RegolaDiPerfezione Ho poi cominciato a leggere la Règle de Perfection del cappuccino Benedetto da Canfield1, e già nelle prime pagine, com’era prevedibile, data la struttura dell’opera, mi sono imbattuto in un argomento che, per così dire, mi sta a cuore: la definizione e la conoscenza della «volontà di Dio», alla quale generazioni di monaci e di monache, tra gli altri, hanno cercato di corrispondere.

Anzitutto, «per la migliore comprensione di questa materia», occorre distinguere tale volontà, ma non come fa la Scolastica, bensì con una «divisione mistica» in esteriore, interiore ed essenziale. Va da sé che quella che mi interessa di più è la prima, che così viene definita: «La volontà esteriore di Dio è il beneplacito divino, conosciuto attraverso la legge e attraverso la ragione, regola di tutti i nostri pensieri, parole e opere nella vita attiva». Qui il beneplacito è il compiacimento di Dio «quando facciamo del bene e osserviamo i suoi comandamenti»; la legge è un concetto assai capiente, nelle nove precisazioni di Benedetto, che vanno dai comandamenti alle norme ecclesiastiche, dalle Regole degli Ordini religiosi alle disposizioni vescovili, dagli «ordini dei padri e delle madri» alla «legge dei Magistrati»; la ragione interviene in tutte quelle cose non sancite dalla legge (gli esempi sono curiosi, «sposarsi o mantenersi celibi, intraprendere un viaggio o non uscire di casa, sedere o restare in piedi, parlare o tacere, e mille altre cose che ogni giorno ci capitano»), e la sua azione si può riassumere in discrezione, pietà, consiglio.

La definizione va bene, ma il discernimento è tutta un’altra storia, Benedetto ne è consapevole e dedica un capitolo (il VI: «Regola per conoscere e praticare la volontà di Dio in ogni cosa») per esporre «qualche regola più specifica». Dunque, tutte le cose da fare o non fare, ammettere o resistere, ecc., sono o comandate, o vietate, o indifferenti («e non può capitare nulla che non sia compreso in uno di questi tre tipi»). Le prime due categorie sono facili, c’è la legge, per la terza bisogna procedere a un’ulteriore distinzione in cose piacevoli per la natura umana, contrarie o indifferenti. Nel primo caso si deve resistere, mentre nel secondo accettare, perché la mortificazione è sempre gradita. Nelle situazioni dubbie – gradevole o sgradevole? – l’importante è decidere prontamente per il sì o per il no, «piuttosto che discutervi a lungo, con distrazioni, rompimento di testa e perdita di tempo». Nel terzo caso è l’intenzione che fa la differenza: «In tutte le cose indifferenti [Dio] vuole che conosciamo e facciamo la sua volontà non dando altro mezzo se non l’applicazione della nostra intenzione». Tanto che sarà più gradita una passeggiata, fatta con la sola intenzione di piacergli, che tre ore di orazioni, fatte per dimostrarsi più pii degli altri2.
* * * * * * *
(CONSEGNA 1):
Rispondi in base al brano sulla volontà di Dio.
(a) In quali tre parti Benedetto distingue la volontà di Dio con la sua «divisione mistica»?
(b) Quale numero ha il capitolo intitolato «Regola per conoscere e praticare la volontà di Dio in ogni cosa»?
(c) Che cosa conta di più nelle situazioni dubbie, quando non è chiaro se una cosa sia gradevole o sgradevole?
(CONSEGNA 2):
Scrivi il seguito del brano sulla volontà di Dio, riprendendo subito dopo la sua ultima frase.
I record qui riportati provengono da un'altra fonte.
* * * * * * *
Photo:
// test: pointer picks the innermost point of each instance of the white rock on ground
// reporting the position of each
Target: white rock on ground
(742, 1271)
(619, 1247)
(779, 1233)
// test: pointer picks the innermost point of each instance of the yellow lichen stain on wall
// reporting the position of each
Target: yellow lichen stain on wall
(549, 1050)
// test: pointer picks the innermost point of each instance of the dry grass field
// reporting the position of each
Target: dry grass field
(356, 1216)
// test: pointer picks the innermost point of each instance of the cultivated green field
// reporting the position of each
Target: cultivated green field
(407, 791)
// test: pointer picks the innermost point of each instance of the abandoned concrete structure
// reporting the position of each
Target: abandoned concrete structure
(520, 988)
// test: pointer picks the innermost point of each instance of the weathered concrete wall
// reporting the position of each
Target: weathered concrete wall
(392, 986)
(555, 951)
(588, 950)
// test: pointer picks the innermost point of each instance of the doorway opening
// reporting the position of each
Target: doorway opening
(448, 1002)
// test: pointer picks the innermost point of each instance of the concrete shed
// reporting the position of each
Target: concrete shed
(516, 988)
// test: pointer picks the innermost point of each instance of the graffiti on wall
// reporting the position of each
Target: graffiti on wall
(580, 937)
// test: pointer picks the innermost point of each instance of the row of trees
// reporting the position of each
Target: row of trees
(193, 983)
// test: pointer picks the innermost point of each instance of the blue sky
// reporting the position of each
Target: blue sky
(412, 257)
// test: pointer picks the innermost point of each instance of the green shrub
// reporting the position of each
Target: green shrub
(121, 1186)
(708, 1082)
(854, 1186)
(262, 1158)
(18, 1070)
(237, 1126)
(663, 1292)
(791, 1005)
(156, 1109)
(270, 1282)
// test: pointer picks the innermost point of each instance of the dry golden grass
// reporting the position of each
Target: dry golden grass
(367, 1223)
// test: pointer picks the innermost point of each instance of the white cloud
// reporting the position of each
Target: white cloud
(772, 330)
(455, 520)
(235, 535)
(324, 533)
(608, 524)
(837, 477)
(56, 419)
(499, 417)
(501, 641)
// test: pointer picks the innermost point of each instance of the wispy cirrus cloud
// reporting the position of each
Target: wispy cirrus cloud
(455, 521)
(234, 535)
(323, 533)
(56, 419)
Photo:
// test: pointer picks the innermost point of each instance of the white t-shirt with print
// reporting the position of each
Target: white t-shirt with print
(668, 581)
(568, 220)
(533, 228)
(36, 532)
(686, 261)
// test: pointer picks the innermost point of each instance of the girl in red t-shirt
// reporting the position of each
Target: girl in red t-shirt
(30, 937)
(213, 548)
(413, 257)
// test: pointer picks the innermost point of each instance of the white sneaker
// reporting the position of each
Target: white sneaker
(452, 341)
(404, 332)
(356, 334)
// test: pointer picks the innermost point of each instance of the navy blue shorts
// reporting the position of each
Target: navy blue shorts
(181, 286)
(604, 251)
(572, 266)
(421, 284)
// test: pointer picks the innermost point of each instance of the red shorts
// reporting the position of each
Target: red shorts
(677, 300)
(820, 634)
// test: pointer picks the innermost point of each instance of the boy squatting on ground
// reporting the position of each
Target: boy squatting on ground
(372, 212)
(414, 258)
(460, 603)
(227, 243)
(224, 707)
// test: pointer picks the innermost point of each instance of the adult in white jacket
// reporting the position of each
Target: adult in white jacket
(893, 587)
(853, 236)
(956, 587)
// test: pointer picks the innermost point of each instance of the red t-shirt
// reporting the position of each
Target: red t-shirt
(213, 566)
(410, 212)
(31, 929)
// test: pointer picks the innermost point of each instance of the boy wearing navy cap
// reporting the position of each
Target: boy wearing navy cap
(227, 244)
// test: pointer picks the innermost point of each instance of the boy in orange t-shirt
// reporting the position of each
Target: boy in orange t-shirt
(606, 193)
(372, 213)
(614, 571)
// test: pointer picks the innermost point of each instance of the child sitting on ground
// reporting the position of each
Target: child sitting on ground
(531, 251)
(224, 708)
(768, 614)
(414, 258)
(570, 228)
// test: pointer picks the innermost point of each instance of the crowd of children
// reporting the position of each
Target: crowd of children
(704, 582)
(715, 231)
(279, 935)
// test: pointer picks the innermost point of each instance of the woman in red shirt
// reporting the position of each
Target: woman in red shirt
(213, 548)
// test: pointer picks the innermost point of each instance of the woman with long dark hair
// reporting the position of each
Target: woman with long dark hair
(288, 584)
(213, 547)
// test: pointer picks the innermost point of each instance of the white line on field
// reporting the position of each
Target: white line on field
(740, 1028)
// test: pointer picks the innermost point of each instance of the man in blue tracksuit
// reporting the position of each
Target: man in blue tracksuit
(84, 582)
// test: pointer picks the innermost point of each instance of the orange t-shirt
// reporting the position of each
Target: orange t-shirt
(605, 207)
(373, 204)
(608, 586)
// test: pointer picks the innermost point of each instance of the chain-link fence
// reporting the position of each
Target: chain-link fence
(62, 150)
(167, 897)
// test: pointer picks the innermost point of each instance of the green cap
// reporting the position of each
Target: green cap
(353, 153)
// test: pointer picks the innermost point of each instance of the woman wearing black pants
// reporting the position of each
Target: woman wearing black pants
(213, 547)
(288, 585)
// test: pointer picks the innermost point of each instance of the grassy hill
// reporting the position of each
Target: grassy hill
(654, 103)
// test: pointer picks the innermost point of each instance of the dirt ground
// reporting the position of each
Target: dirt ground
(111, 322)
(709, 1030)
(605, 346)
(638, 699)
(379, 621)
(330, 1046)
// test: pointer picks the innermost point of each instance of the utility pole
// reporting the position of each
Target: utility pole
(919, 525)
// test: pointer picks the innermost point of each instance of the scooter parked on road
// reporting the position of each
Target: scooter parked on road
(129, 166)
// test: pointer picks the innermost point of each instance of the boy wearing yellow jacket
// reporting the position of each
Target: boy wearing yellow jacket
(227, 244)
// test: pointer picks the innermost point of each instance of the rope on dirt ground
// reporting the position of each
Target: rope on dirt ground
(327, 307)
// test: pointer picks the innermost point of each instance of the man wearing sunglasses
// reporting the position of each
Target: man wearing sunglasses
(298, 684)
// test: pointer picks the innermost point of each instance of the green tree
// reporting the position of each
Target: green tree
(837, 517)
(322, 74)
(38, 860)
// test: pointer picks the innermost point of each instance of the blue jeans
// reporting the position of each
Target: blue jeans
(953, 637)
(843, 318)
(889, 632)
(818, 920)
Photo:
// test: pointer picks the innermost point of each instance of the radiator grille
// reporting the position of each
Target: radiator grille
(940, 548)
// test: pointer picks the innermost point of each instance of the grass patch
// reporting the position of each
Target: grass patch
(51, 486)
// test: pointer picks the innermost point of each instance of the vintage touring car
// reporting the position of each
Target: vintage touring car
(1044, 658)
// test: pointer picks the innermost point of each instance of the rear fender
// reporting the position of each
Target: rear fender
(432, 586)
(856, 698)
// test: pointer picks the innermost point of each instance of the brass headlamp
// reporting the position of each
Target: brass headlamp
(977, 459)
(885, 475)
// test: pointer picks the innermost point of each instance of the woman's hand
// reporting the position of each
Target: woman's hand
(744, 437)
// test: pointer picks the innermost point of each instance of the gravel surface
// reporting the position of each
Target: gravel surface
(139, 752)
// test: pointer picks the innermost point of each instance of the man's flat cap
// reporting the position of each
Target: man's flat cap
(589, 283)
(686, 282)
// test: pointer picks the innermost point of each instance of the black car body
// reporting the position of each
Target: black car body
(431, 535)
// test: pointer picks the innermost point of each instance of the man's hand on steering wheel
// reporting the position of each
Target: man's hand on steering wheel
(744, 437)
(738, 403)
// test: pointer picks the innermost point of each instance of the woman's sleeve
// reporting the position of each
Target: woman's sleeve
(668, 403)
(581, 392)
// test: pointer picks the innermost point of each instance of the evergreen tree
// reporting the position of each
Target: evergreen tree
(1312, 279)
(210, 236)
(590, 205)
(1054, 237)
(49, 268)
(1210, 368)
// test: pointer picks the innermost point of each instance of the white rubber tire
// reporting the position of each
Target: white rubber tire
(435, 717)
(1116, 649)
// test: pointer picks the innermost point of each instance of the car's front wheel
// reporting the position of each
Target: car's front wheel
* * * * * * *
(RISPOSTA SCRITTA 1):
(a) In volontà esteriore, interiore ed essenziale.
(b) È il capitolo VI.
(c) Conta decidere prontamente per il sì o per il no, piuttosto che discuterne a lungo.

(RISPOSTA SCRITTA 2):
Nel capitolo VII Benedetto, oltre a rispondere ad alcuni dubbi e a segnalare alcune eccezioni, aggiunge un’interessante digressione sugli appartenenti a un Ordine. I religiosi, quando considerano la vastità della volontà di Dio («La volontà di Dio è un mare spirituale sul quale ciascuno può navigare secondo la dimensione della sua nave» – molto bello), pensando di essere impegnati in altissime vicende, non devono tralasciare le piccole cose, «per piccole che siano», che preservano la condizione monastica e la circondano «come un giardino la sua siepe». Infatti, «le buone abitudini e le costituzioni del proprio ordine religioso, anche se non ne costituiscono la vera essenza, sono comunque la muraglia e la controscarpa a sua difesa».

E questa, conclude provvisoriamente Benedetto da Canfield, è la vera vita attiva e contemplativa, non separata («come molti la considerano»), bensì unita, perché nella pratica e nella costanza le mille cose che ogni giorno ci capitano si trasformano da opere esteriori in interiori, da materiali in spirituali, da oscure in luminose: la contemplazione e l’azione si saldano, «senza pregiudizio né impedimento dell’una sull’altra». Soltanto per i monaci?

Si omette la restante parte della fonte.